DOCUMENT PASSAGE ::
==============================
I said, now relax your shoulders. And I asked them to look at themselves again and they can’t tell a difference. why would you create all of this unnecessary contraction in a sensitive area when there’s really no difference between how you look with your shoulders relaxed versus when they’re pinned back to your spine? So really the way that we should be creating posture and this gets into core training. Is that I teach it in a way like this. Here’s how I de train the shoulders and train posture correctly. So if you put and you could do this too, Tony, you could put one hand up on your chest and one hand on your belly button

[00:18:54] Tony Winyard: yep

[00:18:55] Rick Olderman: and so breathe in deeply and you’ll feel that your chest, your ribcage rises.

And when you exhale, you’ll feel that it lowers. Okay. So with your listeners, you can try this at home, too, breathe in and feel your chest rise. Exhale. You’ll feel your ribcage lower. So this time breathe in again and you’ll feel your ribcage rise. But this time when you exhale, don’t let the ribcage fall all the way down.

It can fall 90% of the way down or 95%. But not that last 5%, just keep it up a tad. And what you’ll notice is that your stomach muscles have just engaged to do. So that is your core creating posture. That’s the way your body is designed to be. That’s all actually the core strengthening that you need. Is, you don’t need to do a thousand sit-ups or planks or anything like that.

You just need to hold your posture more correctly using your core. That will train you to have the strength that you need. Now, the second part of this is now you bring your arms down by your sides and you roll your shoulders around to relax them, get them out of that equation, cuz they don’t need to be there.

Most of your listeners will find that when they relax their shoulders, they’ve just lost their core engagement. And that’s because they’ve tied posture, shoulder, a tension to their posture, as opposed to core to their posture. So this would be the way that they can practice decoupling those two things and actually getting the core.

Now you don’t have to have this Uber tight core all the time. Cause if you feel that if you feel your core holding up your rib cage, you’ll feel like it’s really just a subtle contraction. Maybe three or 5% of what was, would be maximally possible. It’s just a, an engagement more than a contraction.
==============================
WORK ORDER 1 ::
Answer from the posture transcript:
(a) On the second exhale, how far may the ribcage fall?
(b) What do most listeners find when they relax their shoulders?
(c) How strong is the core contraction said to feel?
WORK ORDER 2 :: Write the next part of the posture transcript, starting after its final sentence.
The rows below come from a separate source.

DATA SHOWN ::
==============================
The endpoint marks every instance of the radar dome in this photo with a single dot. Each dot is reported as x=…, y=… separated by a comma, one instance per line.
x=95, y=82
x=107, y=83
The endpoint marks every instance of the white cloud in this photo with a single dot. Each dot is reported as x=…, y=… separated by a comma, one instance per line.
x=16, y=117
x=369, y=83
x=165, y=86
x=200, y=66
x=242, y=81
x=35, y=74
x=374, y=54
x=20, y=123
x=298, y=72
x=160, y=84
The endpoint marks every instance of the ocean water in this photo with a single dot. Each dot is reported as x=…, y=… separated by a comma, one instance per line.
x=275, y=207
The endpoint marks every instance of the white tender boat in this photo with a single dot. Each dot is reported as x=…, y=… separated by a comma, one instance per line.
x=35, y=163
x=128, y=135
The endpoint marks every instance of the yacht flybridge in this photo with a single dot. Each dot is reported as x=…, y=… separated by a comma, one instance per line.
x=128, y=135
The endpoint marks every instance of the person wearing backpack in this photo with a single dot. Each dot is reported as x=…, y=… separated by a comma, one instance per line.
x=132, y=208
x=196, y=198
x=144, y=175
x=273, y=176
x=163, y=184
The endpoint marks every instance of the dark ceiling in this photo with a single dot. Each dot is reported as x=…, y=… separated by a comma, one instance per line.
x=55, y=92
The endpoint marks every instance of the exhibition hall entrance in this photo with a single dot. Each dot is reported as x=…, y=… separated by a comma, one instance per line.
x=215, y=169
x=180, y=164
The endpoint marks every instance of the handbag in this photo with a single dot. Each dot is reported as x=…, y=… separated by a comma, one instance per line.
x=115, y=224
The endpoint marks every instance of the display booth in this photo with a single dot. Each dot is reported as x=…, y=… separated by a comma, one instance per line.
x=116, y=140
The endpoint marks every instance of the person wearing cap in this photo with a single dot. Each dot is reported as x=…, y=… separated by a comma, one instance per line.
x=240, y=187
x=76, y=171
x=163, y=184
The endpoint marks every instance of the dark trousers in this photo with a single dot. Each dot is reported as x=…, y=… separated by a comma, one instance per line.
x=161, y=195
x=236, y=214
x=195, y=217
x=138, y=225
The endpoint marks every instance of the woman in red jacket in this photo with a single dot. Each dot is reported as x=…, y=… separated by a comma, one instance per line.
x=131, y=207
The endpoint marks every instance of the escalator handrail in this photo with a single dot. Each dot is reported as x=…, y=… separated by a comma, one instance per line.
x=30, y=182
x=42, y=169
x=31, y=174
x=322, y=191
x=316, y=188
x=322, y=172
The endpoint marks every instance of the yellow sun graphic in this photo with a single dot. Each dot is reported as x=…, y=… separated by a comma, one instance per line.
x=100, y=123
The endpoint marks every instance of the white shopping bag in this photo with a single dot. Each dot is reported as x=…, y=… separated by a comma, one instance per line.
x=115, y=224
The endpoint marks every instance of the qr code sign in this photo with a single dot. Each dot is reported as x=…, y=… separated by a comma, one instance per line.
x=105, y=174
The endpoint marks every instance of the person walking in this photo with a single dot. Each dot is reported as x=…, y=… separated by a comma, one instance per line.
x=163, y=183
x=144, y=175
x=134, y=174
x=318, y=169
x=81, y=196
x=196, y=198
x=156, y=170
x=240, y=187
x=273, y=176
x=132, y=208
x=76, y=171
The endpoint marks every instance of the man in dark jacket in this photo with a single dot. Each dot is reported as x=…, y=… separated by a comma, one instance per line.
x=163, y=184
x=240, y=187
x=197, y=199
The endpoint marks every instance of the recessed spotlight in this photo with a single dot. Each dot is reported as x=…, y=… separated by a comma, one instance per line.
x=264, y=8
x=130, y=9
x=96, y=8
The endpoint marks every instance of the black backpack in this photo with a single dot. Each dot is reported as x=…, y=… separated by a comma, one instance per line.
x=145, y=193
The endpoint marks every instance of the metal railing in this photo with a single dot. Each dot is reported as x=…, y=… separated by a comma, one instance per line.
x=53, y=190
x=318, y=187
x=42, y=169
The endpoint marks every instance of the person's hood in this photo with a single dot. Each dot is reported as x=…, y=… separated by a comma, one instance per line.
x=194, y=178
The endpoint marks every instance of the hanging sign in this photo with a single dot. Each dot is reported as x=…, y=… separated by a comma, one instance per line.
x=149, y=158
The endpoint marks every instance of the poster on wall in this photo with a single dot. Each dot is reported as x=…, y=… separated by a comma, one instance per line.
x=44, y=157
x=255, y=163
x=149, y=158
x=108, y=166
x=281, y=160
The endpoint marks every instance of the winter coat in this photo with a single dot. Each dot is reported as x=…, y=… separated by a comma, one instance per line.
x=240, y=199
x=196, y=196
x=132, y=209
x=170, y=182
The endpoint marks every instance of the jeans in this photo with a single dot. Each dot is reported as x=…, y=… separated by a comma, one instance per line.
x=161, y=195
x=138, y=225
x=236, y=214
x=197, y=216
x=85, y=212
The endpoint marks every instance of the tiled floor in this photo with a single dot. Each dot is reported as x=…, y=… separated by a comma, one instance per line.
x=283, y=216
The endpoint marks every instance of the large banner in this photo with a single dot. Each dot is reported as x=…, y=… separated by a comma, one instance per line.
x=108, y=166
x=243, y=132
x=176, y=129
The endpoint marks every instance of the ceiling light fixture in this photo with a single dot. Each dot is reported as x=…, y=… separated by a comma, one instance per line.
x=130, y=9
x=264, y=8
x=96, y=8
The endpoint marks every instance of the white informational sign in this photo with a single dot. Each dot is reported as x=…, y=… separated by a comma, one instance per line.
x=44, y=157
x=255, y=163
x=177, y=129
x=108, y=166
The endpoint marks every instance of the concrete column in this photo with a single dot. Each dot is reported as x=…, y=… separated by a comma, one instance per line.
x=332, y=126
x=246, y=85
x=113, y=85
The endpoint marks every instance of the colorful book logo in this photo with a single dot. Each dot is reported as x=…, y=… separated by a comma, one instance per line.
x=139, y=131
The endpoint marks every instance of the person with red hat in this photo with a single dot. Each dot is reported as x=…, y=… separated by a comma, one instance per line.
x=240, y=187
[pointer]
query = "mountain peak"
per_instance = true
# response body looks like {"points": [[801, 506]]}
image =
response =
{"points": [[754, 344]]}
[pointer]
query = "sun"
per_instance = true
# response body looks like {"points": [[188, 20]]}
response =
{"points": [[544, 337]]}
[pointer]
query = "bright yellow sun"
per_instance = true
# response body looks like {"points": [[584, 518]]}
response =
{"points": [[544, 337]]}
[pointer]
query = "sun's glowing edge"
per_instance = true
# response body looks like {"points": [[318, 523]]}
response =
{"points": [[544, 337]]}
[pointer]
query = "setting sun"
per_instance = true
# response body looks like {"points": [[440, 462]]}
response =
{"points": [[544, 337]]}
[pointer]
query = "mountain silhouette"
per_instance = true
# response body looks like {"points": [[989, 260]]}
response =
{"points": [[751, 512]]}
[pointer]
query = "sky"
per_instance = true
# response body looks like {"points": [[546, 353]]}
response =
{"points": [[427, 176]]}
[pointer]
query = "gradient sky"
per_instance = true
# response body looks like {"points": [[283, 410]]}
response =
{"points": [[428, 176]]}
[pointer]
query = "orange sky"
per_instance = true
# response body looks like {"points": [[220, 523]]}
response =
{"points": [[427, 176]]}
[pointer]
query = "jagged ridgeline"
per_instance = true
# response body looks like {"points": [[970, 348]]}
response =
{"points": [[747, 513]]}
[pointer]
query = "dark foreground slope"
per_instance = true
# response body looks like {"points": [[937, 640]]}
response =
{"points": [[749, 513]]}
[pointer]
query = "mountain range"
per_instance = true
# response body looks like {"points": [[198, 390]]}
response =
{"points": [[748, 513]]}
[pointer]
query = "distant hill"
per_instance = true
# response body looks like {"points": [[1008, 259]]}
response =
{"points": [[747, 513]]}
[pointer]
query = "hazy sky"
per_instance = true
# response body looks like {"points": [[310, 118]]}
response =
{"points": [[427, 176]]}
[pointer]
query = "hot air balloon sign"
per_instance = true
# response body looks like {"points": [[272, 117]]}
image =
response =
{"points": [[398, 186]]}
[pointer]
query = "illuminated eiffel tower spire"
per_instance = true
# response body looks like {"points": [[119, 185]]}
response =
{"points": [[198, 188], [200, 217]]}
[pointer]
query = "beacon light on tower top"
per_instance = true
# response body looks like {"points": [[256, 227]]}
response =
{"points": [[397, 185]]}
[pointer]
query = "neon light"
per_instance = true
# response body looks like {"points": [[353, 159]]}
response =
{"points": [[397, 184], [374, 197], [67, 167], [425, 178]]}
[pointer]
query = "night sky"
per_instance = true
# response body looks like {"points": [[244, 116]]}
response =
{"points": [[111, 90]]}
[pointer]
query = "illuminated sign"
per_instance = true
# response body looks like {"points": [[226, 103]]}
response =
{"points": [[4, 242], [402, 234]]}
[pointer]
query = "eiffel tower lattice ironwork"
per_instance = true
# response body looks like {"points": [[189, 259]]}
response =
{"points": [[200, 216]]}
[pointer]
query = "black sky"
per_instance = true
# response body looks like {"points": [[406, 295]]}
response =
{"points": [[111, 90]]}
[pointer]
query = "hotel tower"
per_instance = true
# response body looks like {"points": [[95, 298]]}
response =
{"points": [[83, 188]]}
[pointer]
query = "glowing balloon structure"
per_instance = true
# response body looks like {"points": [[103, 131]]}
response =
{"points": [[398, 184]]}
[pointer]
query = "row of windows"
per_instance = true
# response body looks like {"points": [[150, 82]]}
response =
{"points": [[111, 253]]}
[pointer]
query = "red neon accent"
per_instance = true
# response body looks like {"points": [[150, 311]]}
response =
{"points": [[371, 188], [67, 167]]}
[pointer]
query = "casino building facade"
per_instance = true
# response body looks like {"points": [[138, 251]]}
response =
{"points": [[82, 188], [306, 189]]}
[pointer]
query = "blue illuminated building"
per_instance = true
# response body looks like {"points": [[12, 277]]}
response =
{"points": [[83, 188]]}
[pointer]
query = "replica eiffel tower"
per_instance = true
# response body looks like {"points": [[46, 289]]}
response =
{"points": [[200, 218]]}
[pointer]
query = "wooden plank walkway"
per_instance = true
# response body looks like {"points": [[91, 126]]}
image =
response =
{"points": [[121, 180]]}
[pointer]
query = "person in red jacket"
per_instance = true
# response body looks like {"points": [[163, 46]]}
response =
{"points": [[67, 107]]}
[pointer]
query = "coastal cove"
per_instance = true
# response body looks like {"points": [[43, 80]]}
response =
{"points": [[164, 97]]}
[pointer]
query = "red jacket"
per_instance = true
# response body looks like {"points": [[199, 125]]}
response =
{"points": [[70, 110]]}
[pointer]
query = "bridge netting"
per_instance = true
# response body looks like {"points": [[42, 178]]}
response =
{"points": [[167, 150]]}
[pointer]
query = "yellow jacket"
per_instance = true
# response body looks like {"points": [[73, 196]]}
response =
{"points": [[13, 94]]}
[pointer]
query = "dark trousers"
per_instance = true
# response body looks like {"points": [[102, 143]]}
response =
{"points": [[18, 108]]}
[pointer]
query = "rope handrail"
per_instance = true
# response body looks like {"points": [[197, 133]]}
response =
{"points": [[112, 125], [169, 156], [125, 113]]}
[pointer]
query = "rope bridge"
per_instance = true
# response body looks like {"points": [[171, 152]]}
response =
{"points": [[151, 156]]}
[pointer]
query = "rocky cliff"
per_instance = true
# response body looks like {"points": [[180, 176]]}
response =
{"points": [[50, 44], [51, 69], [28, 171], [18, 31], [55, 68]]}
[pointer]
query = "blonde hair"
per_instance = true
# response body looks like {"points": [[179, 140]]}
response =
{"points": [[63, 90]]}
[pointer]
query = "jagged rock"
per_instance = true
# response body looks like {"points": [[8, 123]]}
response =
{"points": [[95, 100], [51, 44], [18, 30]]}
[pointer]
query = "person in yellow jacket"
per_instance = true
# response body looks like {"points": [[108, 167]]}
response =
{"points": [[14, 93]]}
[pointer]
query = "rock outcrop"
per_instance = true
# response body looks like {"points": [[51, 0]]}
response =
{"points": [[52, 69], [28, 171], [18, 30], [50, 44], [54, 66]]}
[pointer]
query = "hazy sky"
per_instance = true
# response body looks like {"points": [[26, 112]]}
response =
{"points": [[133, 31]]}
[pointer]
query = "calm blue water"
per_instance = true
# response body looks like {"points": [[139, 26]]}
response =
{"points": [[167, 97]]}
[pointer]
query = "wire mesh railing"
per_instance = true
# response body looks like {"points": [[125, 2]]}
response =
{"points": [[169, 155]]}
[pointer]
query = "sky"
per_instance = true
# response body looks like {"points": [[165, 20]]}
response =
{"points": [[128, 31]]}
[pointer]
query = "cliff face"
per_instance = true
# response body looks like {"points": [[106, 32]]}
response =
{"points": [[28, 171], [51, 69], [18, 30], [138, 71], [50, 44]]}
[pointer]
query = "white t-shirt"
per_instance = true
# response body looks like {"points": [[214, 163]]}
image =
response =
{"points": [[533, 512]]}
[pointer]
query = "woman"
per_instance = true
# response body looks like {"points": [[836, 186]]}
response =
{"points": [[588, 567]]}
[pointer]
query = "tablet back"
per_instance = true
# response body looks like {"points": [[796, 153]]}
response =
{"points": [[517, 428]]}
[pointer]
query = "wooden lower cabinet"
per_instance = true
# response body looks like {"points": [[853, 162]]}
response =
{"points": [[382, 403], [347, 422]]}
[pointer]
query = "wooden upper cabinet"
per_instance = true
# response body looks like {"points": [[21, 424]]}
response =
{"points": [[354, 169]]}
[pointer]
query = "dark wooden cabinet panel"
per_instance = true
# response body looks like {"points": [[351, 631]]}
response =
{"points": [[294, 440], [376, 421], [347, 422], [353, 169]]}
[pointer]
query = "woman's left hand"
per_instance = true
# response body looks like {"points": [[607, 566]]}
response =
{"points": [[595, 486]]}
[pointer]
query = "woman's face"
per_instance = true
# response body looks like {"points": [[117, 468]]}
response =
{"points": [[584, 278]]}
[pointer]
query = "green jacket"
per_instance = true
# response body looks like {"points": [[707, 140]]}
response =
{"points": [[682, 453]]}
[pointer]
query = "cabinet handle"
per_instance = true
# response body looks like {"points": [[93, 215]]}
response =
==============================
EXERCISE RESPONSE 1 ::
(a) 90% or 95% of the way down, but not the last 5%.
(b) They have lost their core engagement.
(c) Subtle, maybe three or 5% of the maximum possible; more an engagement than a contraction.

EXERCISE RESPONSE 2 ::
And if, and that’s all that you really need to create good posture, this will also help the low back too. So they could practice this. This alone may decrease a lot of chronic shoulder, neck pain and headaches.

[00:20:54] Tony Winyard: So if someone is doing a daily meditation practice for example what advice would you give someone Maybe They’re obviously trying to be relaxed in the meditation process They’re focusing on their breath many people are put off yoga meditation in the first place because of the way they believe they should sit as opposed to how rather than just enjoying it and not worrying about what tradition says the way you are supposed to sit when you meditate

[00:21:24] Rick Olderman: Are you talking about in terms of posture then?

[00:21:27] Tony Winyard: Yeah Yeah The Lotus and all that people

[00:21:29] Rick Olderman: Yeah. So you can sit in a Lotus position and sit with your core engaged correctly. In fact, it will help you sit in that position. but what you, if you meditate and you’re using your shoulder blades to create good posture, and then you keep trying to relax your shoulders and then find yourself slouching.

This is the conundrum that you’re in. Is that, wait a second, though, if I relax, I lose my posture, but that’s only because you’re using your shoulders to create posture. If you use your core to create posture, you’ll feel like I said, maybe a 3% engagement of your. That’s all that you really need to engage.

You can still breathe deeply while holding up the ribcage, inhaling and exhaling, and that you can practice that too. If you wanna learning how to breathe completely while holding the ribcage in the correct position, instead of using your shoulders to do that.

[00:22:23] Tony Winyard: And

[00:22:23] Rick Olderman: answer your question and.

[00:22:24] Tony Winyard: Yeah I’m just wondering So is it advisable or does it make any difference if someone is sitting in a yeah they’re meditating does it make a difference if they’re leaning against a wall or just sitting

Without leaning against anything

[00:22:37] Rick Olderman: I am not a champion meditator, but my inherent response is no, I don’t think it really matters. I think whatever helps you achieve, whatever it is you’re trying to achieve in meditation is the way that you should be sitting. So if you wanna meditate on learning how to create good posture by using your. Then it would be helpful not to use a wall. And, but if you want to meditate on with other objects in mind, then perhaps taking the whole core and shoulders under the whole equation. So you can think about something else might be the better way to do it.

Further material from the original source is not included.